-- Begin Text section --
Four particular neo-Nazis from Silesia in the Czech Republic participated in those violent clashes. As was later proven in court, after returning to Opava later than night from Janov, those four decided to carry out a "bigger action", boosted as they were by the support expressed for them by the non-Romani
residents of Janov, by the inability of the criminal police to apprehend the neo-Nazis - and later, by the inability of the courts to punish the violence.
They made good on their intentions on 18 April 2009 by committing an arson attack in the Silesian town of Vítkov. The consequence of that attack for one of the victims, a two-year-old who suffered severe burns, should be a sufficient warning for Czech society of the dangers of this ideology.
Hard to prosecute when you're unprepared
Let's look at how the Saxon Police and the German courts have dealt with a similar phenomenon. Because not enough police were deployed, they were unable to document the violent nighttime clashes in real time, so detectives had to spend entire weeks on the painstaking work of collecting and evaluating video footage from CCTV cameras and the videos filmed by those participating in the demonstration.
At the beginning of this year, the Saxon Police announced that the number of persons suspected of criminal activity in the incident was 48. Wolfgang Klein, spokesperson for the Prosecutor-General in Dresden, recently clarified that his office began 41 criminal proceedings in the matter, 22 of which led to indictments and just 10 of which led to verdicts.
The rest of the proceedings were halted for lack of evidence or because the actions that could be proven were not serious enough to prosecute. Klein did not announce whether the courts acquitted or convicted the defendants.
According to the German online media server MDR Sachsen, the longest sentence handed down so far in this matter is a prison sentence of a year and eight months, apparently for severe breach of the public peace. That is the German term for participating in a mob riot during which widespread property damage or injury happens.
One defendant got a suspended prison sentence, while others were just fined. The prosecution of a local woman who used obscene insults in front of television cameras toward the Chancellor as she visited the endangered refugees was halted for the simple reason that Merkel did not press charges.
Klein pointed out that as a consequence of the increased number of violent group attacks by neo-Nazis, a specialised police "Unit to Combat Ideologically Motivated Crime" was established after the violence in Heidenau. He said that unit will now aid with discovering any eventual ties between suspects and extremist groups and facilitating connections of the criminal prosecutions of specific suspects who have committed crimes repeatedly in various locations.
The problem was not "imported"
Last summer the Saxon Government, as well as the mayor of Heidenau, both alleged that "professional demonstrators" from elsewhere in Germany who allegedly travel around the country just to spark such clashes were responsible for the increased number of riots in the state. To mark the upcoming anniversary of "Heidenau", the Green Party faction in the Saxon State Assembly asked during a legislative session to what extent residents of Saxony had contributed to the racist unrest.
-- End Text section --
Stated task 1:
Answer these questions about the text on neo-Nazi violence:
(a) On what date was the arson attack in Vítkov committed?
(b) How many criminal proceedings did Wolfgang Klein say his office began in the matter?
(c) According to MDR Sachsen, what is the longest sentence handed down so far?
-- Begin Task inputs --
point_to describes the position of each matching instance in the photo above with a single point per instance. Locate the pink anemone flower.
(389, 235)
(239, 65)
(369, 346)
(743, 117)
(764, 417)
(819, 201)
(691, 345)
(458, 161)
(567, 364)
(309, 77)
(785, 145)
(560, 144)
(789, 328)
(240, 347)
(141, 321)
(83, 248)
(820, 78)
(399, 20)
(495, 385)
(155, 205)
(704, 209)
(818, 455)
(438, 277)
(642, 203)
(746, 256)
-- End Task inputs --
Stated task 2:
Quote every line of the listing above word for word.

Result 1:
(a) 18 April 2009
(b) 41
(c) A prison sentence of a year and eight months

Result 2:
point_to describes the position of each matching instance in the photo above with a single point per instance. Locate the pink anemone flower.
(389, 235)
(239, 65)
(369, 346)
(743, 117)
(764, 417)
(819, 201)
(691, 345)
(458, 161)
(567, 364)
(309, 77)
(785, 145)
(560, 144)
(789, 328)
(240, 347)
(141, 321)
(83, 248)
(820, 78)
(399, 20)
(495, 385)
(155, 205)
(704, 209)
(818, 455)
(438, 277)
(642, 203)
(746, 256)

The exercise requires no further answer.